◆ WHAT TO PRODUCE:
Replace every "TARGET" with "OBJECT" throughout the records below, and write them out again with nothing else changed. Leave the pictures out.

Entries locating objects in images
────────

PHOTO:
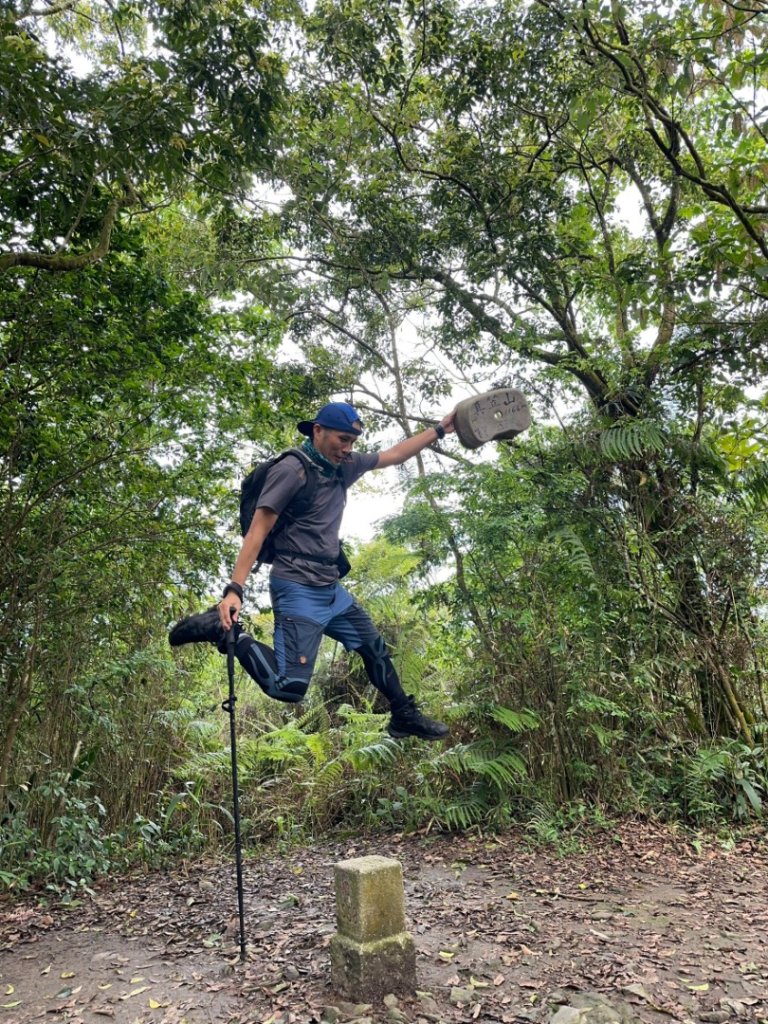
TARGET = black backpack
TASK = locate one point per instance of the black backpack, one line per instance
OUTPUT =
(249, 495)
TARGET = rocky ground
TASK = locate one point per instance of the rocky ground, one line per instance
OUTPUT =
(637, 926)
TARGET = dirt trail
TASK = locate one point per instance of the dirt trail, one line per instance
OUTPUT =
(503, 935)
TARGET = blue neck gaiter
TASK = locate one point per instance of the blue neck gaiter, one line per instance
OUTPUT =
(326, 467)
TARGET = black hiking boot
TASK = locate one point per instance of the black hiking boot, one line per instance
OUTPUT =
(204, 628)
(409, 721)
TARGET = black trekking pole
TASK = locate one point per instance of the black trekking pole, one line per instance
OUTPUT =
(228, 706)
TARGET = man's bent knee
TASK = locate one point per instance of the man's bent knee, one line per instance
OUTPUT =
(261, 665)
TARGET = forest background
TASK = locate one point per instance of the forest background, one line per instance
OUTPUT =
(217, 214)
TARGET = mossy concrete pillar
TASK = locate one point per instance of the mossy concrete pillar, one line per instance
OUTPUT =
(372, 953)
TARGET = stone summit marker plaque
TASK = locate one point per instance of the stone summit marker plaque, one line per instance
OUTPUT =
(372, 954)
(495, 416)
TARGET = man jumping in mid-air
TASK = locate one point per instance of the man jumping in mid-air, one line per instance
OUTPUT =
(307, 598)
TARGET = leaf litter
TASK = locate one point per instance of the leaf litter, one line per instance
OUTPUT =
(504, 934)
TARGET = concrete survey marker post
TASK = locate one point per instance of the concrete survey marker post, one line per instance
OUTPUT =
(495, 416)
(372, 954)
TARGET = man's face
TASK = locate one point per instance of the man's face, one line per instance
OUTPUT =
(334, 444)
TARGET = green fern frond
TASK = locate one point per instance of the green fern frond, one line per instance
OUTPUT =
(460, 813)
(504, 768)
(567, 539)
(386, 752)
(753, 487)
(632, 439)
(516, 721)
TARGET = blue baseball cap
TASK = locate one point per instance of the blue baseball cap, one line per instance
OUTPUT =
(335, 416)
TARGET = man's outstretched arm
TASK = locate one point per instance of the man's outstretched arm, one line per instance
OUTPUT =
(413, 445)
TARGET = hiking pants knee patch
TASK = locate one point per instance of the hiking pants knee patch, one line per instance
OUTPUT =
(296, 643)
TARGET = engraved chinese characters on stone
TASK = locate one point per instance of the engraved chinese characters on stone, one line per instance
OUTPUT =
(497, 415)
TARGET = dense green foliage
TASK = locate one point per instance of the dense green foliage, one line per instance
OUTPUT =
(425, 199)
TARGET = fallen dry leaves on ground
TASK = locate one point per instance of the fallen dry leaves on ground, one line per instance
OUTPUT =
(503, 934)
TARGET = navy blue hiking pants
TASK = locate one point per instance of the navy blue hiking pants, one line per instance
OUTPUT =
(303, 615)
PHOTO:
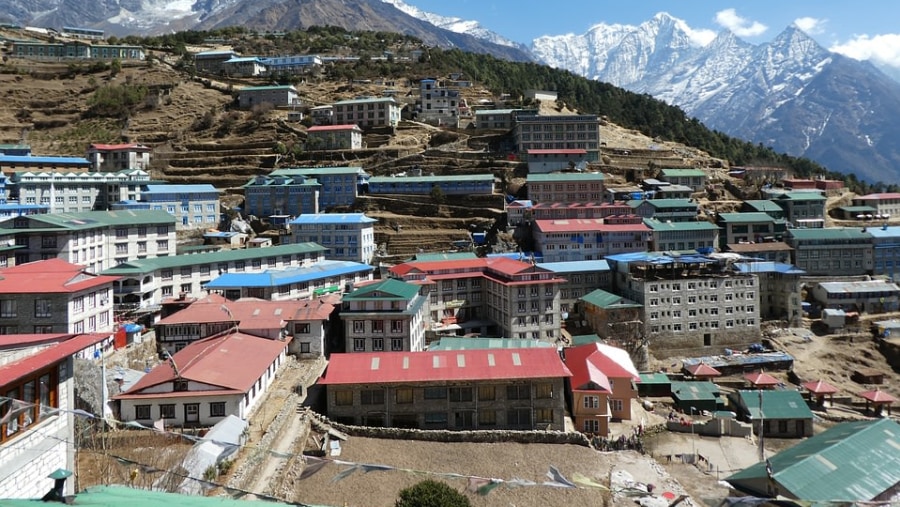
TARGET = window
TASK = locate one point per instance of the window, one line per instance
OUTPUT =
(7, 308)
(142, 412)
(167, 411)
(372, 397)
(543, 391)
(487, 393)
(217, 409)
(403, 396)
(343, 397)
(42, 308)
(461, 394)
(435, 393)
(518, 392)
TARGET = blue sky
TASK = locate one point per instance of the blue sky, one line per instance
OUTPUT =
(868, 30)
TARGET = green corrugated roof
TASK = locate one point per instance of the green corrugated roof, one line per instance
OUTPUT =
(388, 290)
(830, 233)
(746, 218)
(682, 172)
(777, 404)
(699, 225)
(602, 299)
(431, 179)
(566, 177)
(140, 266)
(117, 496)
(852, 461)
(461, 343)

────────

◆ EXERCISE OUTPUT:
PHOTO:
OBJECT = black backpack
TASK = locate one point per instance of the black backpack, one line per instance
OUTPUT =
(249, 495)
OBJECT = rocky ground
TASK = locate one point per instance of the rocky ground, one line per instance
OUTPUT =
(637, 926)
OBJECT = dirt trail
TASK = locate one point per instance of the dirt trail, one line per instance
OUTPUT =
(503, 935)
OBJECT = blue neck gaiter
TASK = locate one point per instance of the blue neck gaiter, one line per instance
OUTPUT =
(326, 467)
OBJECT = black hiking boot
TASK = locate one point per instance of the black hiking boot, one line per instance
OUTPUT =
(204, 628)
(409, 721)
OBJECT = black trekking pole
TASK = locate one point per instance of the black trekking pole, one line per instance
OUTPUT =
(228, 706)
OBJECT = man's bent knee
TASK = locate one point per instance of the man's bent knee, one line per instance
OUTPUT =
(261, 665)
OBJECT = forest background
TASK = locate one point per instance of the forest background, one line per instance
OUTPUT =
(217, 214)
OBJECT = mossy concrete pillar
TASK = locate one point per instance of the mossy concrete pillar, one line per instance
OUTPUT =
(372, 953)
OBJECT = stone summit marker plaque
TASK = locate one point per instance of the stone summit marker plaque, one line per instance
OUTPUT =
(372, 954)
(495, 416)
OBJECT = man jumping in mid-air
TASK = locate one point per instance of the man jumping in mid-air, one line per instance
OUTPUT =
(307, 598)
OBJECT = leaf litter
TASK = locate one point per instance of the leaf litter, one line per instance
OUTPUT =
(504, 934)
OBJECT = concrete survey marker post
TASK = locate one point per instance of the concrete survey marker post, one line per instance
OUTPUT =
(495, 416)
(372, 954)
OBJECT = man's face
TASK = locate one point per instance of the man's face, one line per instance
OUTPUT =
(334, 444)
OBJECT = green fern frond
TASK = locate one point per instance of the green fern frond, one line per instance
OUTPUT =
(460, 813)
(504, 768)
(567, 539)
(386, 752)
(753, 487)
(632, 439)
(516, 721)
OBJECT = blue baseball cap
TASK = locate one point per instance of the blue baseball cap, one line per instance
OUTPUT =
(335, 416)
OBJECT = man's outstretched arm
TASK = locate one point per instance of the man's outstretched arm, one line per instance
OUTPUT =
(413, 445)
OBJECT = hiking pants knee patch
TASK = locate one point per instance of the hiking pants knee patch, one line per instance
OUTPUT =
(296, 643)
OBJECT = engraved chinese characters on stone
TASK = locate one point per instance of the engraved chinese characters on stone, one line per instance
OUTPUT =
(497, 415)
OBJECT = dense green foliage
TASK = locate one point per instance of the dense green foliage, one line per instance
OUTPUT =
(425, 199)
OBJECT = fallen dry leaves on ground
TASK = locate one point per instance of the fallen dry leaves on ground, one line per instance
OUTPUT =
(503, 934)
OBJECT = navy blue hiking pants
TASK = locate one point per instance of the navy blue hiking pants, one line per instance
OUTPUT =
(303, 615)
PHOTO:
OBJECT = window
TASK = locate one point per instance of the window, one line per instance
OUTPUT =
(7, 308)
(142, 412)
(167, 411)
(372, 397)
(543, 391)
(487, 393)
(217, 409)
(403, 396)
(343, 397)
(42, 308)
(461, 394)
(435, 393)
(518, 392)
OBJECT = blue sky
TASK = locate one point per instance of the blue sky, one line per instance
OUTPUT =
(868, 30)
OBJECT = green corrugated roof
TASK = locate one point per instance of the green corrugated roof, one line per instance
OUTPUT =
(388, 290)
(830, 233)
(746, 218)
(682, 172)
(777, 404)
(699, 225)
(602, 299)
(431, 179)
(566, 177)
(140, 266)
(117, 496)
(852, 461)
(461, 343)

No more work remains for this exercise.